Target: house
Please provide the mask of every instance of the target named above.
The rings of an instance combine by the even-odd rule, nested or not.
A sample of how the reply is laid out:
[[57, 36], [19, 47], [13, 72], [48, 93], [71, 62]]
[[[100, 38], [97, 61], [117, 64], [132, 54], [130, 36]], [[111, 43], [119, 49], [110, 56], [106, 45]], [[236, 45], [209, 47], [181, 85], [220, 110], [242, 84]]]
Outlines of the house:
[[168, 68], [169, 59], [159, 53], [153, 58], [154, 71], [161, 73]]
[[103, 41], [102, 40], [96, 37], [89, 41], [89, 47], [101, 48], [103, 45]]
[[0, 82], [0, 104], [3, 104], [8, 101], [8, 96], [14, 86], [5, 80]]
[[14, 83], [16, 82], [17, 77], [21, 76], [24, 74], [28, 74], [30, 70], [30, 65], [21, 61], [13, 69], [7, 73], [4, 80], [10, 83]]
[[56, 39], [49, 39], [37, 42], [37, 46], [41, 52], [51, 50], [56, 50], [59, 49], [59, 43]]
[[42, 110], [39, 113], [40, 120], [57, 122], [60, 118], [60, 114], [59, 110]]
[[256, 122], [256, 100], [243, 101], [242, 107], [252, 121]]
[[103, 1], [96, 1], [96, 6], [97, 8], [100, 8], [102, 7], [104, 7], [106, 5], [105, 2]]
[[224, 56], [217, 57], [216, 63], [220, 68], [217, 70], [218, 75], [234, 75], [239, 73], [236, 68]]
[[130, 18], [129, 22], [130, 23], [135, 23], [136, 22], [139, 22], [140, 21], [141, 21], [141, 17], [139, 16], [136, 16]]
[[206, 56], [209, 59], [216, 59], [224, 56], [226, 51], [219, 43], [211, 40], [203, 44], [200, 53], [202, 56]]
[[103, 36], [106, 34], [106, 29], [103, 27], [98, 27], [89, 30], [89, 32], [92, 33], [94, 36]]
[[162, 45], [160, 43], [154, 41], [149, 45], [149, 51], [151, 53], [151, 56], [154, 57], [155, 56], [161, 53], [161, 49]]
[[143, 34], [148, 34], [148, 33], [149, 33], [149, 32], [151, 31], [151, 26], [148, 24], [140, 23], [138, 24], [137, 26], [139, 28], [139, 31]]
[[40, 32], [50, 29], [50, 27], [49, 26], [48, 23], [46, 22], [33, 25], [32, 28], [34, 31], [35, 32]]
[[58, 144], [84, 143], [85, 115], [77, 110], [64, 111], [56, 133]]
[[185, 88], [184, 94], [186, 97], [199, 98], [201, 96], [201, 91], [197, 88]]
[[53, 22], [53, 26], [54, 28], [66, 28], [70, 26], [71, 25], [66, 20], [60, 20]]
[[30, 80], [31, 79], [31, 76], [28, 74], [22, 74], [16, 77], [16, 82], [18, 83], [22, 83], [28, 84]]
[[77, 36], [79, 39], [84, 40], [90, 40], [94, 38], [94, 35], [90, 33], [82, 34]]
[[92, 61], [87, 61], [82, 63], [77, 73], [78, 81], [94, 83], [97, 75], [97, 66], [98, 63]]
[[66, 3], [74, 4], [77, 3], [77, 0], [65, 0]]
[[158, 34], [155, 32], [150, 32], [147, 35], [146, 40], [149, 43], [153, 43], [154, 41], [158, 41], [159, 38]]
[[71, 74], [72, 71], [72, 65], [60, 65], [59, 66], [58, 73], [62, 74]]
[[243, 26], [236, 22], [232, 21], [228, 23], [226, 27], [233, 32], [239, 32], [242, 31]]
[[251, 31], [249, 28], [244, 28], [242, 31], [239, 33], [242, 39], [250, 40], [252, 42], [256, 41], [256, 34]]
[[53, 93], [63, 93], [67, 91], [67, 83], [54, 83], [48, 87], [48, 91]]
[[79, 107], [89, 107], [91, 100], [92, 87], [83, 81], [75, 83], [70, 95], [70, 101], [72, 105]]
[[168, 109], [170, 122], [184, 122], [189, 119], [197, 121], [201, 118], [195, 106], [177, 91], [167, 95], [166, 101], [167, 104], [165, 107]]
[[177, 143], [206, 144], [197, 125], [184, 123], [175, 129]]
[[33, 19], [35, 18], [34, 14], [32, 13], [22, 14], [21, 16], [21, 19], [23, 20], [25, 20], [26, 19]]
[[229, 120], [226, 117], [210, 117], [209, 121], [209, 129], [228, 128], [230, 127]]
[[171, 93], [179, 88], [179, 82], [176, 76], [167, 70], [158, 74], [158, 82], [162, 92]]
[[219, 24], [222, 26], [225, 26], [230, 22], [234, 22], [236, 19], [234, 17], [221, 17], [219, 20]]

· · · ·

Copy every line of the listing above without changing anything.

Target: house
Please provide the mask of every instance of the target named above.
The rings of an instance combine by the even-odd rule, nested or not.
A sample of how the reply is laid out:
[[57, 36], [19, 47], [13, 72], [48, 93], [71, 62]]
[[[100, 38], [97, 61], [117, 64], [132, 54], [130, 36]], [[111, 43], [119, 49], [110, 56], [106, 45]], [[236, 45], [209, 47], [181, 85], [220, 110], [242, 84]]]
Outlines of the house:
[[168, 68], [169, 59], [159, 53], [153, 58], [154, 71], [161, 73]]
[[103, 41], [102, 40], [96, 37], [89, 41], [89, 47], [101, 48], [103, 45]]
[[0, 82], [0, 104], [3, 104], [8, 101], [8, 96], [14, 86], [5, 80]]
[[14, 83], [16, 82], [17, 77], [21, 76], [24, 74], [28, 74], [30, 70], [30, 65], [21, 61], [13, 69], [7, 73], [4, 80], [10, 83]]
[[56, 39], [49, 39], [37, 42], [37, 46], [41, 52], [51, 50], [56, 50], [59, 49], [59, 43]]
[[42, 110], [39, 113], [40, 120], [57, 122], [60, 118], [60, 114], [59, 110]]
[[256, 122], [256, 100], [243, 101], [242, 107], [252, 121]]
[[103, 1], [96, 1], [96, 6], [97, 8], [100, 8], [102, 7], [104, 7], [106, 5], [105, 2]]
[[224, 56], [217, 57], [216, 63], [220, 68], [217, 70], [218, 75], [234, 75], [239, 73], [236, 68]]
[[130, 18], [129, 22], [130, 23], [135, 23], [136, 22], [139, 22], [140, 21], [141, 21], [141, 17], [139, 16], [136, 16]]
[[206, 56], [209, 59], [216, 59], [224, 56], [226, 51], [219, 43], [211, 40], [203, 44], [200, 53], [202, 56]]
[[103, 36], [106, 34], [106, 29], [103, 27], [98, 27], [89, 30], [89, 32], [92, 33], [94, 36]]
[[162, 45], [160, 43], [154, 41], [149, 45], [149, 51], [151, 53], [151, 56], [154, 57], [155, 56], [161, 53], [161, 49]]
[[143, 34], [148, 34], [148, 33], [149, 33], [149, 32], [151, 31], [151, 26], [148, 24], [140, 23], [138, 24], [137, 26], [139, 28], [139, 31]]
[[40, 32], [50, 29], [50, 27], [49, 26], [48, 23], [46, 22], [33, 25], [32, 28], [34, 31], [35, 32]]
[[58, 144], [84, 143], [85, 115], [77, 110], [64, 111], [56, 133]]
[[185, 88], [184, 94], [186, 97], [199, 98], [201, 96], [201, 91], [197, 88]]
[[53, 22], [53, 26], [54, 28], [66, 28], [70, 26], [71, 25], [66, 20], [60, 20]]
[[30, 80], [31, 79], [31, 76], [28, 74], [22, 74], [16, 77], [16, 82], [18, 83], [22, 83], [28, 84]]
[[77, 36], [79, 39], [84, 40], [90, 40], [94, 38], [94, 35], [90, 33], [82, 34]]
[[92, 61], [87, 61], [82, 63], [77, 73], [78, 81], [94, 83], [97, 75], [97, 66], [98, 63]]
[[66, 3], [74, 4], [77, 3], [77, 0], [65, 0]]
[[158, 34], [155, 32], [150, 32], [147, 35], [146, 40], [149, 43], [153, 43], [154, 41], [158, 41], [159, 38]]
[[71, 74], [72, 71], [72, 65], [60, 65], [59, 66], [58, 73], [62, 74]]
[[243, 26], [236, 22], [232, 21], [228, 23], [226, 27], [233, 32], [239, 32], [242, 31]]
[[251, 31], [249, 28], [244, 28], [242, 31], [239, 33], [242, 39], [250, 40], [252, 42], [256, 41], [256, 34]]
[[53, 93], [63, 93], [67, 91], [67, 83], [54, 83], [48, 87], [48, 91]]
[[79, 107], [89, 107], [91, 100], [92, 87], [83, 81], [75, 83], [70, 95], [70, 101], [72, 105]]
[[168, 109], [170, 122], [184, 122], [189, 119], [197, 121], [201, 118], [195, 106], [177, 91], [167, 95], [166, 101], [167, 104], [165, 107]]
[[177, 143], [206, 144], [197, 125], [184, 123], [175, 129]]
[[33, 19], [35, 18], [34, 14], [32, 13], [22, 14], [21, 16], [21, 19], [23, 20], [25, 20], [26, 19]]
[[229, 120], [226, 117], [210, 117], [209, 121], [209, 129], [228, 128], [230, 127]]
[[171, 93], [179, 88], [179, 82], [176, 76], [167, 70], [158, 74], [158, 82], [162, 92]]
[[219, 24], [222, 26], [225, 26], [230, 22], [234, 22], [236, 19], [234, 17], [221, 17], [219, 20]]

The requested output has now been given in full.